**What the exercise asks**: Strip the pictures and reproduce the rest of the listing exactly.

**Task inputs**:
= Beginning of Section =
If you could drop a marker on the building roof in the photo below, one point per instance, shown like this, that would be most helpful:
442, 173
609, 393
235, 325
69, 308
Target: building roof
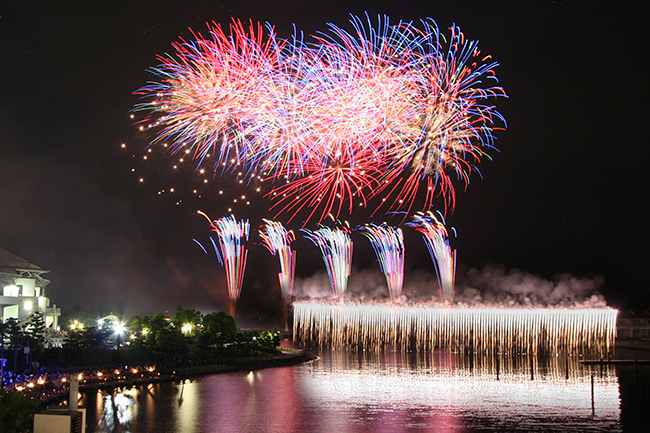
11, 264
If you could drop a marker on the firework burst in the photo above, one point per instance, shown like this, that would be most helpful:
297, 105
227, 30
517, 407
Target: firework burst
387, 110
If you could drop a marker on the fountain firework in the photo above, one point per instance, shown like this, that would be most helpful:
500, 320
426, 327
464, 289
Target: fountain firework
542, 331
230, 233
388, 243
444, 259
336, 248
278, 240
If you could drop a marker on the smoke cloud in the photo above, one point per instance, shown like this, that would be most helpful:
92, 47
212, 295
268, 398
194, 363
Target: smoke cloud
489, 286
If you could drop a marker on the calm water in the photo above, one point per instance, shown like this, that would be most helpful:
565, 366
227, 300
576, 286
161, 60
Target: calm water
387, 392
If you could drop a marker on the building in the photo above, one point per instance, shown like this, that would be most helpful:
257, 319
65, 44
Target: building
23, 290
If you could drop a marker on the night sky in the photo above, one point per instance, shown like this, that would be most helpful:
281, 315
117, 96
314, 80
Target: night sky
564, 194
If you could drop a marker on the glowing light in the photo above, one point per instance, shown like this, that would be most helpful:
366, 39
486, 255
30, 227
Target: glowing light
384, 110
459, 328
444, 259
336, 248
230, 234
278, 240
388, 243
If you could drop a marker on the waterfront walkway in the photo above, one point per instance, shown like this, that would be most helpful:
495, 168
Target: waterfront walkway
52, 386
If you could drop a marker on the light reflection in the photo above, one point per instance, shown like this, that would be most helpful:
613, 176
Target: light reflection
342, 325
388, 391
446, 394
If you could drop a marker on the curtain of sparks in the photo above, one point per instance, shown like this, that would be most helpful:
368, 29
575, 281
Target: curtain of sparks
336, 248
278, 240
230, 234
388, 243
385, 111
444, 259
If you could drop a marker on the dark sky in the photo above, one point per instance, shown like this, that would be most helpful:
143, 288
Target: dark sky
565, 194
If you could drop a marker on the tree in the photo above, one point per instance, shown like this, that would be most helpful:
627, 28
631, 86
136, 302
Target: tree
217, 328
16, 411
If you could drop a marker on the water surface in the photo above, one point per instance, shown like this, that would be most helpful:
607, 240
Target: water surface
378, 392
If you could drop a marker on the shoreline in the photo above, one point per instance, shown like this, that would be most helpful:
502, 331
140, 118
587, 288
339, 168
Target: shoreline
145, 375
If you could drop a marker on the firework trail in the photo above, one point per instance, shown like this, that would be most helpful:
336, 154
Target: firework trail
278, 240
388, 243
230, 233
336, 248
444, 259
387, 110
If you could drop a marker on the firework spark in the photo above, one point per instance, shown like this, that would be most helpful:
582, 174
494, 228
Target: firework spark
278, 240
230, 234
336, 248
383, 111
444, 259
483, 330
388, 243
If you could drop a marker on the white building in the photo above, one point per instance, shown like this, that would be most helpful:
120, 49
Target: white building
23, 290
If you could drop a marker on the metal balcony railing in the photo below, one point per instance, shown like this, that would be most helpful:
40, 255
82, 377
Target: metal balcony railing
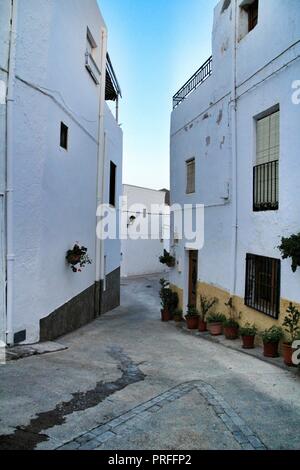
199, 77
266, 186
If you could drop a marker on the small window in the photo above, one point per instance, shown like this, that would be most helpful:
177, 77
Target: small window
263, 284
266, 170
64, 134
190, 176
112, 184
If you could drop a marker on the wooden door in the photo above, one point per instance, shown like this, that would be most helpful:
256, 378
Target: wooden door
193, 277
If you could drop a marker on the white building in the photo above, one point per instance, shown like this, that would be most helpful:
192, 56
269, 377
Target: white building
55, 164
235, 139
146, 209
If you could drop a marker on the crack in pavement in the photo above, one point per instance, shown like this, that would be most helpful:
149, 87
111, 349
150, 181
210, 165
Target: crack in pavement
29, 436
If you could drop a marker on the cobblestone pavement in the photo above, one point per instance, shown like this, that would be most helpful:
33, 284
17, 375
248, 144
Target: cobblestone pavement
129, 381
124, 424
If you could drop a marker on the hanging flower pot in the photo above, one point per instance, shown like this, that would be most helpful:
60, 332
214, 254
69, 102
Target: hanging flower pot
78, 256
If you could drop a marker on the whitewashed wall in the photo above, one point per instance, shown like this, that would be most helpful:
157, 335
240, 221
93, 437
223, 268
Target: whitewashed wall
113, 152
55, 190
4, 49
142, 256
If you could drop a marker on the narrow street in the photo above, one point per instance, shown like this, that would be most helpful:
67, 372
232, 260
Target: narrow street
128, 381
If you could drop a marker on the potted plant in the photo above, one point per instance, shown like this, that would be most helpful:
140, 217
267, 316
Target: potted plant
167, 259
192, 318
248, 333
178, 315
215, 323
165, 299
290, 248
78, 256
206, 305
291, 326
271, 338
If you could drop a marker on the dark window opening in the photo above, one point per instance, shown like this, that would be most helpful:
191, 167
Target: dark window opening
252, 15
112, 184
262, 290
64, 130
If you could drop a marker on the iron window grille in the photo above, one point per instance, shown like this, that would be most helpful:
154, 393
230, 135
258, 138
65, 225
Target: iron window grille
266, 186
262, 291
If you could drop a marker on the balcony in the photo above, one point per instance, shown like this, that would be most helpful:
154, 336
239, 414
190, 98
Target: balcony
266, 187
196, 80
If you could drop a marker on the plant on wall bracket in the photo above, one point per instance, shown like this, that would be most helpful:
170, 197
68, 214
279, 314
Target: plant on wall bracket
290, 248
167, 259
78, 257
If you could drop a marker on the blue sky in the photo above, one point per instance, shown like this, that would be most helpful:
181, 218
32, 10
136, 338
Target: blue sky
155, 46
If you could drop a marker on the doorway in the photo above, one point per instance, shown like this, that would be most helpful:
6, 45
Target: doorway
= End of Section =
**Problem solution**:
If you could drop a marker on the building roof in the photo below, one point per instance, shown like this, that would be most helpful:
442, 173
609, 393
235, 325
69, 308
Target: building roof
11, 264
If you could drop a marker on the firework burst in the photo above, one point per instance, shown like this, that would be most helpful:
297, 105
227, 30
517, 407
Target: firework burst
387, 110
If you could drop a marker on the fountain firework in the photo above, one point per instance, shown like this, that would be most helpful:
500, 320
426, 327
464, 289
Target: fountain firework
542, 331
230, 233
388, 243
444, 259
336, 248
278, 240
If you could drop a marker on the smoke cloud in the photo above, one point per instance, shown like this, that would be most helpful:
92, 47
212, 295
268, 398
194, 363
Target: smoke cloud
489, 286
If you could drop a marker on the calm water in the photo above, one point per instance, shown like this, that would be most helpful:
565, 366
227, 300
576, 286
161, 60
Target: calm water
387, 392
If you could drop a marker on the building in the photo above, one point per instance, shown like this, that would be most helpful:
257, 319
65, 44
Target: building
23, 290
If you could drop a marker on the night sky in the photo above, one point per instance, shown like this, that would be most helpful:
281, 315
117, 96
314, 80
Target: night sky
564, 194
If you could drop a marker on the glowing light in the photo above, one point per instance, shown like this, that would be most helpful:
366, 39
486, 255
30, 227
Target: glowing light
384, 110
459, 328
444, 259
336, 248
230, 234
278, 240
388, 243
If you could drop a marker on the waterfront walkway in the photo above, one point per instance, shown like this, that would be most helpful:
495, 168
Target: waterfront walkway
52, 386
If you could drop a marker on the light reflection in the photo above, one point per instance, shown like this, that would be most helpful:
613, 176
Target: light reflection
342, 325
388, 391
446, 394
If you could drop a marker on the curtain of sparks in the photo above, one point per instance, shown like this, that would be most helpful:
368, 29
575, 281
Target: curtain of sparks
336, 248
278, 240
230, 234
388, 243
385, 111
444, 259
If you could drop a marker on the dark sky in the photo above, one point per instance, shown like this, that would be most helpful:
143, 288
Target: dark sky
565, 194
If you could drop a marker on the tree in the photo above, one point per instance, shown like this, that would be most helpful:
627, 28
631, 86
136, 302
Target: tree
217, 328
16, 411
If you could drop a marker on the water surface in the photo above, one point per instance, shown like this, that would be most helpful:
607, 240
Target: water surface
378, 392
If you could drop a marker on the shoreline in the photo above, one point per instance, shown like this, that would be most helpful:
502, 331
140, 118
587, 288
339, 168
Target: shoreline
145, 375
If you could drop a marker on the firework trail in the photo above, one point per instance, shown like this, that would be most helpful:
336, 154
Target: firework trail
278, 240
388, 243
230, 233
336, 248
444, 259
387, 110
If you could drop a marker on the firework spark in the photo above, one point per instance, shown like this, that would be most helpful:
582, 174
494, 228
Target: firework spark
278, 240
230, 234
336, 248
383, 111
444, 259
483, 330
388, 243
If you could drop a marker on the white building in the photo above, one point per instance, shown like this, that would be most helpful:
120, 49
Target: white building
23, 290
If you could drop a marker on the metal balcony railing in the photo below, one point per instance, shown like this, that would be most helpful:
40, 255
82, 377
Target: metal balcony railing
199, 77
266, 186
If you could drop a marker on the small window in the photo above, one point per instance, shown like this, that would be most helpful:
177, 77
Target: small window
263, 284
266, 170
64, 134
190, 176
112, 184
If you could drop a marker on the wooden door in the photo above, one point per instance, shown like this, that would be most helpful:
256, 378
Target: wooden door
193, 277
If you could drop a marker on the white building in the photo above, one point per instance, shown like this, that would be most helpful:
192, 56
269, 377
Target: white building
55, 164
235, 139
146, 209
If you could drop a marker on the crack in pavement in the photo above, one point per instance, shown like this, that would be most helpful:
149, 87
111, 349
150, 181
210, 165
Target: crack in pavement
29, 436
If you could drop a marker on the cobblestone pavement in the photo above, one point per instance, shown like this, that would be most helpful:
33, 284
17, 375
248, 144
Target: cobblestone pavement
129, 381
124, 424
If you could drop a marker on the hanging flower pot in the photo above, one point per instance, shown like this, that would be most helpful:
60, 332
214, 254
69, 102
Target: hanging flower pot
78, 256
If you could drop a marker on the whitewashed wall in the photo above, one point per instance, shown like this, that would be most helpful:
157, 335
240, 221
93, 437
223, 268
Target: whitewashed wall
113, 152
55, 190
4, 49
142, 256
If you could drop a marker on the narrow street in the photo above, one point per instance, shown like this, that would be most helpful:
67, 372
232, 260
Target: narrow street
128, 381
If you could drop a marker on the potted plant in the photo above, one point per instance, shown like this, that would be most helpful:
140, 217
267, 316
Target: potted plant
167, 259
192, 318
248, 333
178, 315
215, 323
165, 299
290, 248
78, 256
206, 305
291, 326
271, 338
If you could drop a marker on the dark window opening in the photo above, one point per instance, shown like this, that would be most helpful:
191, 167
Target: dark window opening
252, 15
112, 184
262, 290
64, 130
If you could drop a marker on the iron window grille in the photo above, one point per instance, shown like this, that would be most helpful:
154, 393
230, 135
258, 138
65, 225
Target: iron window grille
266, 186
262, 291
If you could drop a marker on the balcony in the photo above, one point per instance, shown like this, that would be most helpful:
154, 336
239, 414
190, 98
Target: balcony
266, 187
196, 80
If you could drop a marker on the plant on wall bracket in the photo above, one point per instance, shown like this, that would be most helpful:
170, 197
68, 214
279, 314
Target: plant on wall bracket
290, 248
167, 259
78, 257
If you could drop a marker on the blue sky in the photo above, one point per instance, shown like this, that would be most helpful:
181, 218
32, 10
136, 338
Target: blue sky
155, 46
If you could drop a marker on the doorway in the photo above, one point per instance, shown like this, that would be most helpful:
6, 45
Target: doorway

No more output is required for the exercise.